Excerpt provided section start

After last week’s doozy of an hour, Banshee lets off the gas a little bit in “Real Life Is The Nightmare,” while characters contemplate the state of their lives – or more importantly, how untenable their current situations may be. For the first time this season, “Real Life Is The Nightmare” slows down on the head-pounding (save for one wonderfully grandiose fight between Hood and Proctor), instead examining the damage done in the near-year it’s been since Hood showed up in Banshee, a contemplative hour that reflects just how much Banshee‘s grown since its early days.
“Real Life Is The Nightmare” works first and foremost because of Antony Starr, whose performance as a dejected, frustrated Hood in this episode conveys just how much the character (and performance) have grown over the course of two-plus seasons. There’s real pathos in Hood’s assumed last lap around Banshee, as he struggles to find ways to say goodbye to the women he cares about so much, he’s willing to risk federal prison on a daily basis to keep them protected. With Siobahn in the know and Hood not willing to wait and consider his options, it leads him on a sad path of reflection throughout the hour, especially when he and Ana share their first extended scene together this season, after he picks her up when her motorcycle joyride ends abruptly.

Excerpt provided section end

Work task: In the review of the Banshee episode, whose performance is credited as the main reason the episode works?

Supplied material section start

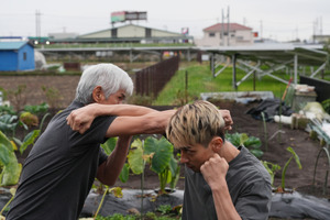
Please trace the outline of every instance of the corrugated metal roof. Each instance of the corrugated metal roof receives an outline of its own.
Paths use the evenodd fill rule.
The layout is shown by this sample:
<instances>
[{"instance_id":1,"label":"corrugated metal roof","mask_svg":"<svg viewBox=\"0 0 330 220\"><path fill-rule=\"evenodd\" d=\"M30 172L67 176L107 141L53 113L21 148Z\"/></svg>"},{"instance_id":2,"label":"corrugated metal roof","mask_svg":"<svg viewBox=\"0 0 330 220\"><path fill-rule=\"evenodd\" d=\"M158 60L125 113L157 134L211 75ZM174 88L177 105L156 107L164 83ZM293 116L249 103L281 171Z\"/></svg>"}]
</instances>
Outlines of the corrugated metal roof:
<instances>
[{"instance_id":1,"label":"corrugated metal roof","mask_svg":"<svg viewBox=\"0 0 330 220\"><path fill-rule=\"evenodd\" d=\"M0 50L19 50L25 44L28 44L28 42L0 42Z\"/></svg>"},{"instance_id":2,"label":"corrugated metal roof","mask_svg":"<svg viewBox=\"0 0 330 220\"><path fill-rule=\"evenodd\" d=\"M211 25L211 26L208 26L208 28L204 29L204 31L219 32L222 29L224 31L227 31L227 25L228 25L228 23L223 23L223 24L222 23L217 23L215 25ZM252 30L252 29L249 28L249 26L244 26L244 25L238 24L238 23L229 23L229 31L237 31L237 30Z\"/></svg>"}]
</instances>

Supplied material section end

Output for this task: Antony Starr's performance as Hood.